> [WHAT THE TASK REQUIRES]
Could you output the entries that follow exactly, omitting any pictures they contain?

-------- RECORDS FOR THIS EXERCISE --------

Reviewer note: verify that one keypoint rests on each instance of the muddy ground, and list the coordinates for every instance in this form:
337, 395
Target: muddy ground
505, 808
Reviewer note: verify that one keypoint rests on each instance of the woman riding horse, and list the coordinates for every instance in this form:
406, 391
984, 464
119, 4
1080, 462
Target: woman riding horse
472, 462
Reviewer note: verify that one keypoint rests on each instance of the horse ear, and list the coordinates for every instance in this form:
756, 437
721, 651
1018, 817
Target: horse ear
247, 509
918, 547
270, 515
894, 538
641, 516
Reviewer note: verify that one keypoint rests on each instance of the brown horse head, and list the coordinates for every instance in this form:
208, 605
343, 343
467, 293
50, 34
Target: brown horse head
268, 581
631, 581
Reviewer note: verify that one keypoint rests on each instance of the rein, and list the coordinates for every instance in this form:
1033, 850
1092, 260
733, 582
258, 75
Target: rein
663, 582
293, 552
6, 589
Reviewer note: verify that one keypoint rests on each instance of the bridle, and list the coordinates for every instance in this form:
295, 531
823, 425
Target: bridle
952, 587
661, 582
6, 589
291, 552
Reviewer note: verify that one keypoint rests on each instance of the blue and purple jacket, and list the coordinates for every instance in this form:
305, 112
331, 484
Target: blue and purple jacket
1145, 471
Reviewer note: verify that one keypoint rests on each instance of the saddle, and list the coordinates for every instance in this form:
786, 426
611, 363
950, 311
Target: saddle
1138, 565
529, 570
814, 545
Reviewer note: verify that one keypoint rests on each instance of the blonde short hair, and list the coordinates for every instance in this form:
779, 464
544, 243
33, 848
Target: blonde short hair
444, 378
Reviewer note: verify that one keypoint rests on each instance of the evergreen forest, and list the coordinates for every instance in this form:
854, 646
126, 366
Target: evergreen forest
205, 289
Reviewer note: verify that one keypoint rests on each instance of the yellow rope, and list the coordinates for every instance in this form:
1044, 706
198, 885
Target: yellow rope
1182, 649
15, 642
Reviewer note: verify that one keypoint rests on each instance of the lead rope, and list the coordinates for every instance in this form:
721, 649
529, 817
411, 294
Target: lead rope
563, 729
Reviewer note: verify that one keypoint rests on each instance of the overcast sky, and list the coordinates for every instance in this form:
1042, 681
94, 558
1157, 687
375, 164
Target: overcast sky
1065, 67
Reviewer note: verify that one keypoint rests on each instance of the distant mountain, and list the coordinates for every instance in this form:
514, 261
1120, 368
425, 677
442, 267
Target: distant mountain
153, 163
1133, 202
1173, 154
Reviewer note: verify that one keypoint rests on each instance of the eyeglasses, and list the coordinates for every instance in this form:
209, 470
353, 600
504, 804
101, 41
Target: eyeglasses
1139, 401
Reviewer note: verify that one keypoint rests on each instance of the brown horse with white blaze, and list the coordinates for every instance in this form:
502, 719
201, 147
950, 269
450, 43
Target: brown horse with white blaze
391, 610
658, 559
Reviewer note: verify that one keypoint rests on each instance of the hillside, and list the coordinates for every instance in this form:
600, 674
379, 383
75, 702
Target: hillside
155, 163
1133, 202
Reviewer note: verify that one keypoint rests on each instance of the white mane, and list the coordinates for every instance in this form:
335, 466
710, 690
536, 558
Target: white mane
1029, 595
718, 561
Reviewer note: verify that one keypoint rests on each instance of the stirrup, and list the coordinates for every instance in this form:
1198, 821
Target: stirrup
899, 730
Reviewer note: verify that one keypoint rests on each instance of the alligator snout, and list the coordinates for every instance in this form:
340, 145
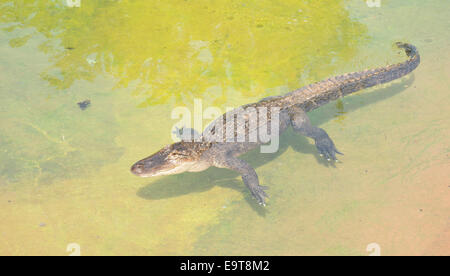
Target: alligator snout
137, 169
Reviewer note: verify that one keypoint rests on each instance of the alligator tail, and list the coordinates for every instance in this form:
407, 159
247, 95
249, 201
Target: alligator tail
320, 93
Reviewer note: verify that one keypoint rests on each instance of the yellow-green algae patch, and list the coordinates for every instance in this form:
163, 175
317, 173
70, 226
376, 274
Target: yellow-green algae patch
64, 172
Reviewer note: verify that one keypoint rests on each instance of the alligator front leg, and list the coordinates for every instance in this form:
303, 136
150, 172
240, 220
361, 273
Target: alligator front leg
248, 174
301, 124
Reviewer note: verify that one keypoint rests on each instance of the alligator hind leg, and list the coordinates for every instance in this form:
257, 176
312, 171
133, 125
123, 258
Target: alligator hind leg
301, 124
248, 174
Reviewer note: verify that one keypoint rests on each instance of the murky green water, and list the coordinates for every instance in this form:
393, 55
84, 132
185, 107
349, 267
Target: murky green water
64, 172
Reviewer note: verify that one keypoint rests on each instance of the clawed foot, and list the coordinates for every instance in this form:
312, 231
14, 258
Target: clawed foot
326, 148
259, 194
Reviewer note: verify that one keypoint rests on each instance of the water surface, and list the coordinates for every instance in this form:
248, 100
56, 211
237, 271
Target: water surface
64, 172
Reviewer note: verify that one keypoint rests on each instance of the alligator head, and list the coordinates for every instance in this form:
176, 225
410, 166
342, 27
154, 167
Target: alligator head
172, 159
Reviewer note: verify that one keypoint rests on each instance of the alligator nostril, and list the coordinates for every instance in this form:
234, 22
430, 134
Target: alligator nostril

--------

> [COMPLETED EXERCISE]
Reviewer note: verify that one keypoint rests on each instance of the muddy ground, and list the coordinates for every instance in this form:
337, 395
Target: muddy ground
505, 808
Reviewer note: verify that one keypoint rests on each instance of the woman riding horse, and list the coordinates for every instance in this form:
406, 391
984, 464
119, 4
1080, 462
Target: woman riding horse
472, 462
Reviewer note: verify that one keypoint rests on each instance of the horse ear, and list the coordinates for every instance in this form:
756, 437
721, 651
1018, 817
Target: horse ear
247, 509
918, 547
270, 515
894, 538
641, 516
Reviewer note: verify that one keypoint rests on each instance of the brown horse head, and list the coordinates for every instance in this form:
208, 605
343, 343
467, 293
50, 34
Target: brown horse head
268, 581
631, 581
Reviewer note: verify that one keypoint rests on each instance of the rein, and list the coordinates for every instance in this form:
1033, 850
1092, 260
733, 582
258, 75
Target: rein
663, 582
293, 552
6, 589
Reviewer note: verify that one keypoint rests on each instance of the bridle, and list the coordinates for every instance in this form:
295, 531
823, 425
Target: bridle
952, 587
661, 582
6, 589
291, 552
Reviewer note: verify that one keypoint rests on each instance of the blue and purple jacket, and list the coordinates for every instance in this form:
305, 112
331, 484
Target: blue and purple jacket
1145, 471
Reviewer note: verify that one keypoint rests on each instance of the saddle, and list the coordinates for every instance in this form:
786, 426
611, 363
950, 311
Target: saddle
1138, 565
529, 570
814, 545
Reviewer note: verify that one keypoint rests on each instance of the blonde short hair, and list the coordinates for every instance in this form:
779, 464
544, 243
33, 848
Target: blonde short hair
444, 378
Reviewer note: verify that one keypoint rests on each instance of the evergreen forest, and list the coordinates for every instance in this form:
854, 646
126, 366
Target: evergreen forest
205, 289
Reviewer note: verify that one keypoint rests on each instance of the yellow rope, and list the coordinates for every instance in this form:
1044, 706
198, 885
Target: yellow rope
1182, 649
15, 642
Reviewer note: verify that one keypoint rests on each instance of the lead rope, and list the coordinates for every instance in this form:
721, 649
529, 817
411, 294
Target: lead rope
563, 729
Reviewer note: verify that one keypoint rests on each instance of the overcast sky, and list the coordinates for every instance in this form:
1042, 681
94, 558
1157, 687
375, 164
Target: overcast sky
1065, 67
Reviewer note: verify that one keypoint rests on each instance of the distant mountain, and list the coordinates for every instance in this form:
514, 261
1120, 368
425, 677
442, 267
Target: distant mountain
153, 163
1133, 202
1173, 154
Reviewer note: verify that one keypoint rests on each instance of the eyeglasses, and list the coordinates for every instance in this form:
209, 470
353, 600
504, 804
101, 41
Target: eyeglasses
1139, 401
Reviewer note: verify that one keypoint rests on each instance of the brown horse with white blaze, and list the coordinates for every instance in this form:
502, 719
201, 147
950, 269
450, 43
Target: brown horse with white blaze
391, 610
658, 559
Reviewer note: verify that one keypoint rests on each instance of the hillside, and list the coordinates for every instance in this form:
600, 674
379, 383
75, 702
Target: hillside
155, 163
1133, 202
Reviewer note: verify that one keypoint rests on each instance of the white mane, and list the coordinates for every instance in this form:
335, 466
710, 690
536, 558
Target: white mane
1029, 595
718, 561
Reviewer note: verify that one keypoint rests on each instance of the stirrup, and list the coordinates for every instance in this form:
1198, 821
Target: stirrup
899, 730
Reviewer note: verify that one keypoint rests on each instance of the alligator snout, and list the coordinates for every instance in this form:
340, 145
Target: alligator snout
137, 169
Reviewer note: verify that one keypoint rests on each instance of the alligator tail, and list the coordinates for every instance in this form:
407, 159
247, 95
249, 201
Target: alligator tail
320, 93
Reviewer note: verify that one keypoint rests on each instance of the yellow-green algae patch, and list the coordinates for every instance in this form:
163, 175
317, 173
70, 226
376, 274
Target: yellow-green algae patch
64, 172
Reviewer note: verify that one keypoint rests on each instance of the alligator front leg, and list the coordinates for every instance in this form:
303, 136
150, 172
240, 220
361, 273
Target: alligator front leg
248, 174
301, 124
Reviewer note: verify that one keypoint rests on each instance of the alligator hind leg, and list the coordinates for every instance in this form:
257, 176
312, 171
133, 125
123, 258
Target: alligator hind leg
301, 124
248, 174
Reviewer note: verify that one keypoint rests on each instance of the murky green water, and list the coordinates for every instance in this form:
393, 55
84, 132
185, 107
349, 267
Target: murky green water
64, 172
Reviewer note: verify that one keypoint rests on each instance of the clawed foot, and list the coordinates for every instance in this form:
312, 231
14, 258
Target: clawed foot
326, 148
259, 194
Reviewer note: verify that one keypoint rests on each instance of the water surface, and list the coordinates for every instance in this form:
248, 100
56, 211
237, 271
Target: water surface
64, 172
Reviewer note: verify that one keypoint rests on each instance of the alligator head, and list the coordinates for every instance in this form:
176, 225
410, 166
342, 27
154, 167
Target: alligator head
172, 159
Reviewer note: verify that one keypoint rests on each instance of the alligator nostril, and list the coordinates for every instance in this form:
234, 22
430, 134
Target: alligator nostril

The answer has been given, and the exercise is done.